### Supplied records
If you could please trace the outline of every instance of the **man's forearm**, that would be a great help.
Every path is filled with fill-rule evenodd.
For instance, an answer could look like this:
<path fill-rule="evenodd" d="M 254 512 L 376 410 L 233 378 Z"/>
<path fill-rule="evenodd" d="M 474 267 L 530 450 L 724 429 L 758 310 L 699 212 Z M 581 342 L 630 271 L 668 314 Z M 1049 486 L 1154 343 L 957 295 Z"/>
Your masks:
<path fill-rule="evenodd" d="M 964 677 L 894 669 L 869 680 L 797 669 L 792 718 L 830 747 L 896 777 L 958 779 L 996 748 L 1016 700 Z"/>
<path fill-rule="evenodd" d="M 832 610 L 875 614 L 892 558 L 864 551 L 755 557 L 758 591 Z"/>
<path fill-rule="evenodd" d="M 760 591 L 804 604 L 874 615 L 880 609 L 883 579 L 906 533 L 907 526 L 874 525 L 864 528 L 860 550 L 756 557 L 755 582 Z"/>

### Task requirements
Reproduce all of the data above, substituting "upper arm" for every occurrence of "forearm" and leaving everything else unchanged.

### The response
If you could please trace the outline of every instance of the **man's upper arm**, that would be a great help.
Every path is filled with fill-rule evenodd.
For instance, an answer could look like this:
<path fill-rule="evenodd" d="M 254 512 L 376 410 L 233 378 Z"/>
<path fill-rule="evenodd" d="M 474 267 L 530 450 L 724 429 L 758 310 L 699 212 Z M 581 342 L 630 271 L 668 314 Z M 1049 486 L 1154 343 L 957 295 Z"/>
Your masks:
<path fill-rule="evenodd" d="M 964 677 L 894 669 L 869 680 L 797 669 L 792 718 L 830 747 L 896 777 L 958 779 L 996 748 L 1016 700 Z"/>
<path fill-rule="evenodd" d="M 832 610 L 875 614 L 892 558 L 864 551 L 755 557 L 758 591 Z"/>
<path fill-rule="evenodd" d="M 760 591 L 804 604 L 874 615 L 880 609 L 883 579 L 906 533 L 907 526 L 874 525 L 864 528 L 860 550 L 756 557 L 755 582 Z"/>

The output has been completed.